### [SOURCE PASSAGE]
-- Begin --

Database policy for this example defined in XML is the following:

<policy>
  <rule>
    <xpath>//document</xpath>
    <property>document=yes</property>
  </rule>
  <rule>
    <xpath>//document/id</xpath>
    <property>id=yes</property>
    <property>list=yes</property>
  </rule>
  <rule>
    <xpath>//document/title</xpath>
    <property>weight=65-90</property>
    <property>index=text</property>
    <property>list=highlight</property>
  </rule>
  <rule>
    <xpath>//document/rate</xpath>
    <property>index-numbers=int</property>
    <property>list=yes</property>
  </rule>
  <rule>
    <xpath>//document/group</xpath>
    <property>index=text</property>
    <property>list=yes</property>
    <property>group=yes</property>
  </rule>
  <rule>
    <xpath>//document/text</xpath>
    <property>weight=1-75</property>
    <property>index=text</property>
    <property>list=snippet</property>
  </rule>
  <rule>
    <xpath>//document/hidden</xpath>
    <property>index=xml</property>
  </rule>
  <rule>
    <xpath>//document/info</xpath>
    <property>index=xml</property>
    <property>list=yes</property>
  </rule>
</policy>

Setting up preordering rules

Clusterpoint Server provides search result preordering functionality. Normally, every time you execute a search query, CPS computes the whole result set (document IDs matching the specified query) and reorders them according to your specified criteria, then shows you the top 10 (or any other number, depending on the docs parameter specified during the search query).

-- End --

### [OBJECTIVE 1]
In the Clusterpoint passage, list every XPath whose rule includes the property list=yes.
### [OBJECTIVE 2]
Extend the Clusterpoint passage by writing what comes next, starting after its final sentence.

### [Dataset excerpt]
-- Begin --

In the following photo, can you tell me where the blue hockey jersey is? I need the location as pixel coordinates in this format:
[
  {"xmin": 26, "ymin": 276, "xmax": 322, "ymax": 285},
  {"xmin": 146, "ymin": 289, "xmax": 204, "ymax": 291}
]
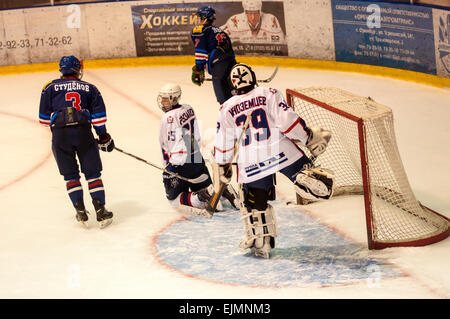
[
  {"xmin": 39, "ymin": 78, "xmax": 106, "ymax": 135},
  {"xmin": 191, "ymin": 25, "xmax": 234, "ymax": 74}
]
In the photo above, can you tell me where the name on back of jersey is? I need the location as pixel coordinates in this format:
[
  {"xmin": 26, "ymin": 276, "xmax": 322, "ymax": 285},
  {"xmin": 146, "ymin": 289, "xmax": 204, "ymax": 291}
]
[
  {"xmin": 228, "ymin": 95, "xmax": 267, "ymax": 117},
  {"xmin": 179, "ymin": 109, "xmax": 195, "ymax": 125}
]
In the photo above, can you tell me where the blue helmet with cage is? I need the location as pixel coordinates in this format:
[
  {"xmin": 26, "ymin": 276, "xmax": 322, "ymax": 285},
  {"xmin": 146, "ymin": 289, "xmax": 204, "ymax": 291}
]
[
  {"xmin": 59, "ymin": 55, "xmax": 83, "ymax": 79},
  {"xmin": 196, "ymin": 6, "xmax": 216, "ymax": 21}
]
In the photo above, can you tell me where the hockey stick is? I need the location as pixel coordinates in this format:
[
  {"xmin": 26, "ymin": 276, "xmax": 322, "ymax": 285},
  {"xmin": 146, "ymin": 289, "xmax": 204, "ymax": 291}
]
[
  {"xmin": 206, "ymin": 114, "xmax": 251, "ymax": 215},
  {"xmin": 205, "ymin": 64, "xmax": 278, "ymax": 83},
  {"xmin": 114, "ymin": 147, "xmax": 208, "ymax": 184}
]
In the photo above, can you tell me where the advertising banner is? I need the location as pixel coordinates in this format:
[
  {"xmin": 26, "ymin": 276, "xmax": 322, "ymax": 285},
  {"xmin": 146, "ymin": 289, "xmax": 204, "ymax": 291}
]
[
  {"xmin": 433, "ymin": 10, "xmax": 450, "ymax": 78},
  {"xmin": 332, "ymin": 0, "xmax": 436, "ymax": 74},
  {"xmin": 131, "ymin": 1, "xmax": 288, "ymax": 56}
]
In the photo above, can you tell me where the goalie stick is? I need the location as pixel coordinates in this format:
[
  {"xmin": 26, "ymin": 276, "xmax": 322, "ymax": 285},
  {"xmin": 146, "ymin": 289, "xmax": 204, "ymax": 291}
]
[
  {"xmin": 114, "ymin": 147, "xmax": 208, "ymax": 184},
  {"xmin": 206, "ymin": 64, "xmax": 278, "ymax": 83},
  {"xmin": 206, "ymin": 114, "xmax": 251, "ymax": 215}
]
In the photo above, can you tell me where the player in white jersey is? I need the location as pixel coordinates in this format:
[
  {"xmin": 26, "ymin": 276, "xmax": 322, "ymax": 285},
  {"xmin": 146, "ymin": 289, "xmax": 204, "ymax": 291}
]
[
  {"xmin": 220, "ymin": 0, "xmax": 286, "ymax": 44},
  {"xmin": 215, "ymin": 64, "xmax": 334, "ymax": 258},
  {"xmin": 157, "ymin": 83, "xmax": 235, "ymax": 217}
]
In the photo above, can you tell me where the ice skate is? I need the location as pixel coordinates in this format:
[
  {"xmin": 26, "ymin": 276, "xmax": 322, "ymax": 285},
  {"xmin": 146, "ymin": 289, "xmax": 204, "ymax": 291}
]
[
  {"xmin": 75, "ymin": 202, "xmax": 89, "ymax": 228},
  {"xmin": 251, "ymin": 236, "xmax": 274, "ymax": 259},
  {"xmin": 92, "ymin": 200, "xmax": 113, "ymax": 229},
  {"xmin": 222, "ymin": 184, "xmax": 239, "ymax": 209}
]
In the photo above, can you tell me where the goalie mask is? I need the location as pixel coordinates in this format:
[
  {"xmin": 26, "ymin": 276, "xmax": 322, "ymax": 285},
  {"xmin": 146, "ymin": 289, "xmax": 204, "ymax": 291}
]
[
  {"xmin": 157, "ymin": 83, "xmax": 181, "ymax": 112},
  {"xmin": 229, "ymin": 64, "xmax": 256, "ymax": 95}
]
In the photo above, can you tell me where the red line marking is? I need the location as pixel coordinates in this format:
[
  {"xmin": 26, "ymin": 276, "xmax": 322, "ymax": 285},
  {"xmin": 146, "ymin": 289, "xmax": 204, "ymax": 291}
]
[
  {"xmin": 0, "ymin": 111, "xmax": 52, "ymax": 191},
  {"xmin": 84, "ymin": 71, "xmax": 161, "ymax": 120}
]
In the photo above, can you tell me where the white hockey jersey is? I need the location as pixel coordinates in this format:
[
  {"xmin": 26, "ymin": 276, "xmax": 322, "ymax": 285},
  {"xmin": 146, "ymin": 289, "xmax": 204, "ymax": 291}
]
[
  {"xmin": 159, "ymin": 104, "xmax": 201, "ymax": 166},
  {"xmin": 214, "ymin": 87, "xmax": 308, "ymax": 183},
  {"xmin": 220, "ymin": 12, "xmax": 286, "ymax": 44}
]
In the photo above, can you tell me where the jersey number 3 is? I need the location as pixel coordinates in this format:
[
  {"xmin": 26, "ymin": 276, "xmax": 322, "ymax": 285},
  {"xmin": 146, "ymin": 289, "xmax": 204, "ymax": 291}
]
[{"xmin": 66, "ymin": 92, "xmax": 81, "ymax": 111}]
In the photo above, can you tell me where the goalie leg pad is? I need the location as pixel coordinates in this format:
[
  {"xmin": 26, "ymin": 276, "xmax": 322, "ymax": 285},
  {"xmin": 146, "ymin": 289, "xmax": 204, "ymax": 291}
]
[{"xmin": 294, "ymin": 167, "xmax": 334, "ymax": 200}]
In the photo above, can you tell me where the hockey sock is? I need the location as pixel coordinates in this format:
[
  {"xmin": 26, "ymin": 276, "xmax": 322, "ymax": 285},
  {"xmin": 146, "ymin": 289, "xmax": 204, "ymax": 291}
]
[
  {"xmin": 87, "ymin": 177, "xmax": 105, "ymax": 205},
  {"xmin": 66, "ymin": 179, "xmax": 83, "ymax": 207}
]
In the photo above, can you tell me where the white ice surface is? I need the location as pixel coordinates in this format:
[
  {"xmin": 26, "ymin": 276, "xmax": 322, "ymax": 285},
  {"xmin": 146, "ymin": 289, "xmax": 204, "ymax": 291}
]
[{"xmin": 0, "ymin": 66, "xmax": 450, "ymax": 299}]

-- End --

### [FINAL RESULT 1]
//document/id
//document/rate
//document/group
//document/info

### [FINAL RESULT 2]
However, if your application often uses the same ordering rules, as most applications usually do, you can tell CPS to preorder part of the result set in your given order. This means that in most cases CPS will have results ready in your specified order before you execute the query, and thus there will often be no need to fetch the whole result set - the top items will suffice.

This improves search query performance significantly for queries that match a big part of the database, however it also slightly reduces the indexing performance, as well as disk space required for storing indices. Each specified preordering rule might increase disk space usage by roughly 10% and decrease indexing speed by about the same margin.

All you have to do in order to configure, which sorting parameters you would like preordering to work on, is copy the ordering rules that you use in your search request into the policy configuration file. E.g., if your request is

<cps:request>
...
<cps:command>search</cps:command>
...
<cps:content>
  <query>...</query>
  <ordering>
    <numeric><amount>descending</amount></numeric>
  </ordering>
</cps:content>
</cps:request>

then you have to copy the <ordering> tag from your request into policy.xml, e.g. like this:

<policy>
  <rule>
    ...
  </rule>
  <rule>
     ...
  </rule>
  <rule>
     ...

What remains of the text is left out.